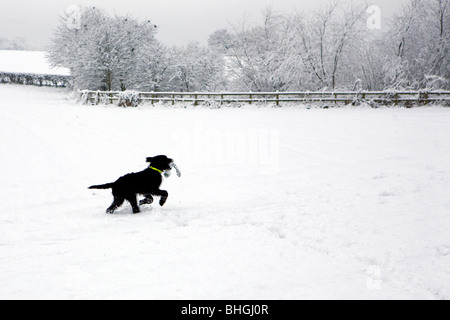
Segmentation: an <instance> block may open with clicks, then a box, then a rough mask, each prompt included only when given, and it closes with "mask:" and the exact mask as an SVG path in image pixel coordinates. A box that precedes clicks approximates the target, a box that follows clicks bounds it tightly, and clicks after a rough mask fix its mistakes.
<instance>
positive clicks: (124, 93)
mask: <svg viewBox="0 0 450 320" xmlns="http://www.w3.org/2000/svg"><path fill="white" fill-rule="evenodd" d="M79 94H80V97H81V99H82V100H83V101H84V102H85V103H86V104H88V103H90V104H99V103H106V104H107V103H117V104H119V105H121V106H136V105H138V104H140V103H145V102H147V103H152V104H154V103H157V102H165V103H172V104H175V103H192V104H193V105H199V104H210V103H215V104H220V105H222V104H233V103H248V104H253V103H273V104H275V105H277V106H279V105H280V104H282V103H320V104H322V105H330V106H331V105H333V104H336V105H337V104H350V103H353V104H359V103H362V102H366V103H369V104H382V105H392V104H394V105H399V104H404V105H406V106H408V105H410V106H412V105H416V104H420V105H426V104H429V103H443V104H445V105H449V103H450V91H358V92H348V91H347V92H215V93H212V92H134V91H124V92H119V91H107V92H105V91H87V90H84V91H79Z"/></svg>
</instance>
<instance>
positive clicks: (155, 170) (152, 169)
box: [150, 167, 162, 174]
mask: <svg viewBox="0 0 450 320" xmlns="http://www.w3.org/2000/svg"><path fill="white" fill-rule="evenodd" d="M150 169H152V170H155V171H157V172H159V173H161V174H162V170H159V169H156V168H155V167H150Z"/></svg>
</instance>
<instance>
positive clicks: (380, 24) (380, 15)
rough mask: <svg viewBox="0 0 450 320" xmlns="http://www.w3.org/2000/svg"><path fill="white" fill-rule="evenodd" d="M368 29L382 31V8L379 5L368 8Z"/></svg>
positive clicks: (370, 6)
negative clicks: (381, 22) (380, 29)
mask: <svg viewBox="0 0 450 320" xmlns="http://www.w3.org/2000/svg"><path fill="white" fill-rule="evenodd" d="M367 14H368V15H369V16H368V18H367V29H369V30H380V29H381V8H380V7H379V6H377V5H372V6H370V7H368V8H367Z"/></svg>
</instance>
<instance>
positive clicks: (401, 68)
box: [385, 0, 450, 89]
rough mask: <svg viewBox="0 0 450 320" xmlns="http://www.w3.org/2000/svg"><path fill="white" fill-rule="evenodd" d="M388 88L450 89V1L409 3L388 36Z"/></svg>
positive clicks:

================

_Task details_. Your answer must be the records exactly as they stand, with no pictures in it.

_Answer for the task_.
Segmentation: an <instance> block may open with clicks, then a box, then a rough mask, each prompt included only when given, and it closes with "mask:" and the exact mask as an SVG path in image pixel coordinates. A box that precedes clicks approximates the target, a box that follows clicks bounds it tightly, and clicks after a rough mask fix its mistakes.
<instance>
positive clicks: (124, 93)
mask: <svg viewBox="0 0 450 320" xmlns="http://www.w3.org/2000/svg"><path fill="white" fill-rule="evenodd" d="M79 94H80V97H81V99H82V100H83V101H84V102H85V103H86V104H88V103H90V104H99V103H106V104H107V103H117V104H119V105H121V106H136V105H138V104H140V103H145V102H147V103H152V104H154V103H157V102H165V103H172V104H175V103H192V104H193V105H199V104H210V103H215V104H220V105H222V104H233V103H248V104H253V103H273V104H275V105H277V106H279V105H280V104H282V103H320V104H322V105H330V106H331V105H333V104H336V105H337V104H350V103H353V104H359V103H362V102H366V103H369V104H382V105H392V104H394V105H399V104H404V105H406V106H408V105H410V106H412V105H416V104H420V105H426V104H429V103H443V104H445V105H449V103H450V91H358V92H348V91H347V92H215V93H212V92H134V91H124V92H119V91H107V92H105V91H87V90H84V91H79Z"/></svg>
</instance>
<instance>
positive clicks: (155, 170) (152, 169)
box: [150, 167, 162, 174]
mask: <svg viewBox="0 0 450 320" xmlns="http://www.w3.org/2000/svg"><path fill="white" fill-rule="evenodd" d="M150 169H152V170H155V171H157V172H159V173H161V174H162V170H159V169H156V168H155V167H150Z"/></svg>
</instance>
<instance>
positive clicks: (380, 24) (380, 15)
rough mask: <svg viewBox="0 0 450 320" xmlns="http://www.w3.org/2000/svg"><path fill="white" fill-rule="evenodd" d="M368 29L382 31V8L379 5L368 8Z"/></svg>
positive clicks: (370, 6)
negative clicks: (381, 22) (380, 29)
mask: <svg viewBox="0 0 450 320" xmlns="http://www.w3.org/2000/svg"><path fill="white" fill-rule="evenodd" d="M367 14H368V15H369V16H368V18H367V29H369V30H380V29H381V8H380V7H379V6H377V5H372V6H370V7H368V8H367Z"/></svg>
</instance>
<instance>
positive clicks: (401, 68)
box: [385, 0, 450, 89]
rough mask: <svg viewBox="0 0 450 320" xmlns="http://www.w3.org/2000/svg"><path fill="white" fill-rule="evenodd" d="M388 88L450 89V1L409 3L388 36Z"/></svg>
positive clicks:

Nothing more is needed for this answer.